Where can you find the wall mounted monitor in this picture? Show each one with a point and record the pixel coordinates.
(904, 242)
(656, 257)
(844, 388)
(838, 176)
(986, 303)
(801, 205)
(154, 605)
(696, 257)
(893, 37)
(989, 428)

------------------------------------------------

Would you output every line of the listing exactly as given?

** Expected output **
Where can you find the wall mounted monitor in this picture? Show each one with a point and record the pixel coordinates.
(904, 242)
(656, 257)
(844, 388)
(838, 176)
(986, 303)
(801, 205)
(154, 605)
(696, 257)
(893, 37)
(989, 428)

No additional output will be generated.